> [WHAT THE TASK ASKS]: Copy out all the records exactly.

> [Stored items from a collection]:
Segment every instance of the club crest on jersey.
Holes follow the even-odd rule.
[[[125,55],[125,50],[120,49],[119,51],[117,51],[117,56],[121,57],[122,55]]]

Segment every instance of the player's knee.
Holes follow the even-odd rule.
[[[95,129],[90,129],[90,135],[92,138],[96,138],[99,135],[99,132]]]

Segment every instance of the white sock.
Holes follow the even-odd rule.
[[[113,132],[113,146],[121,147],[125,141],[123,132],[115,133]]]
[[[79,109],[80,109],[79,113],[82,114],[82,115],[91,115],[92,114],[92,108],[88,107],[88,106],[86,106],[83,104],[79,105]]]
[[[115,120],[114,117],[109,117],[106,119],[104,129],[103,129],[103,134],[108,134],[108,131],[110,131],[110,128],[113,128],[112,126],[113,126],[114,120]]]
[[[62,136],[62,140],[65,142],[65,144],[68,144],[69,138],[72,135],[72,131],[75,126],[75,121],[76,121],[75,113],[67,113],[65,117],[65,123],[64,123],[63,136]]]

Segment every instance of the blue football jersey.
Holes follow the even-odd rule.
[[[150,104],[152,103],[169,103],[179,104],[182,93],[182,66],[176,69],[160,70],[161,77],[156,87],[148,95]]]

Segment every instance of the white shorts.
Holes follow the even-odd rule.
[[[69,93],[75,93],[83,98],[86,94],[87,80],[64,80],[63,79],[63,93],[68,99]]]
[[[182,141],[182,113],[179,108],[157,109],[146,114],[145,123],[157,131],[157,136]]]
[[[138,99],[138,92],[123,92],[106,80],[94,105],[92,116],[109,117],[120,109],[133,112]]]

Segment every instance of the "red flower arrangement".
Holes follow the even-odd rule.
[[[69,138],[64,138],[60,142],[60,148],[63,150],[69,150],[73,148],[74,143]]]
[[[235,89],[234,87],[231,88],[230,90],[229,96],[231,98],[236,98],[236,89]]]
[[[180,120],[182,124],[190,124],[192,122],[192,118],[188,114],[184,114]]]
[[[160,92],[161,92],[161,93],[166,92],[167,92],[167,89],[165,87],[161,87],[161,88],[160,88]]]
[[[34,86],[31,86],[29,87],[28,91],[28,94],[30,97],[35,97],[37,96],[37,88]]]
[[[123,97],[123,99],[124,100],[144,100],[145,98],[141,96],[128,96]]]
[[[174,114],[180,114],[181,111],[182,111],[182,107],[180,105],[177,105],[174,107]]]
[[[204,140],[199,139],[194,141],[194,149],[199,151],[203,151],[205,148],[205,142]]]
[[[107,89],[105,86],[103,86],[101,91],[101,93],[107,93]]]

> [EXERCISE RESULT]:
Segment every instance of the club crest on jersey.
Holes follow the even-odd rule.
[[[125,55],[125,50],[120,49],[119,51],[117,51],[117,56],[121,57],[122,55]]]

Segment every instance of the player's knee.
Holes follow the even-odd rule.
[[[95,129],[90,129],[90,135],[92,138],[96,138],[99,135],[99,132]]]

Segment every instance of the white sock.
Holes follow the even-odd rule.
[[[113,132],[113,146],[121,147],[125,141],[123,132],[115,133]]]
[[[79,109],[80,109],[79,113],[82,114],[82,115],[91,115],[92,114],[92,108],[88,107],[88,106],[86,106],[83,104],[79,105]]]
[[[115,120],[114,117],[109,117],[106,119],[104,129],[103,129],[103,134],[108,134],[108,131],[110,131],[110,128],[113,128],[112,126],[113,126],[114,120]]]
[[[62,136],[62,140],[65,142],[65,144],[68,144],[69,138],[72,135],[72,131],[75,126],[75,121],[76,121],[75,113],[67,113],[65,117],[65,123],[64,123],[63,136]]]

Segment every instance of the blue football jersey.
Holes follow the even-odd rule.
[[[150,104],[152,103],[169,103],[179,104],[182,93],[182,66],[176,69],[160,70],[161,77],[156,87],[148,95]]]

Segment every instance of the white shorts.
Holes follow the even-odd rule.
[[[69,93],[75,93],[83,98],[86,94],[87,80],[64,80],[63,79],[63,93],[68,99]]]
[[[182,141],[182,113],[179,108],[157,109],[146,114],[145,123],[157,131],[157,136]]]
[[[138,99],[138,92],[123,92],[106,80],[94,105],[92,116],[109,117],[120,109],[133,112]]]

Segment every instance of the "red flower arrangement".
Holes follow the even-odd rule.
[[[69,138],[64,138],[60,142],[60,148],[63,150],[69,150],[73,148],[74,143]]]
[[[235,89],[234,87],[231,88],[230,90],[229,96],[231,98],[236,98],[236,89]]]
[[[180,120],[182,124],[190,124],[192,122],[192,118],[188,114],[184,114]]]
[[[160,92],[161,92],[161,93],[166,92],[167,92],[167,89],[165,87],[161,87],[161,88],[160,88]]]
[[[34,86],[31,86],[29,87],[28,91],[28,94],[30,97],[35,97],[37,96],[37,88]]]
[[[123,97],[123,99],[124,100],[144,100],[145,98],[141,96],[128,96]]]
[[[174,114],[180,114],[181,111],[182,111],[182,107],[180,105],[177,105],[174,107]]]
[[[204,140],[199,139],[194,141],[194,149],[199,151],[203,151],[205,148],[205,142]]]
[[[107,89],[105,86],[103,86],[101,91],[101,93],[107,93]]]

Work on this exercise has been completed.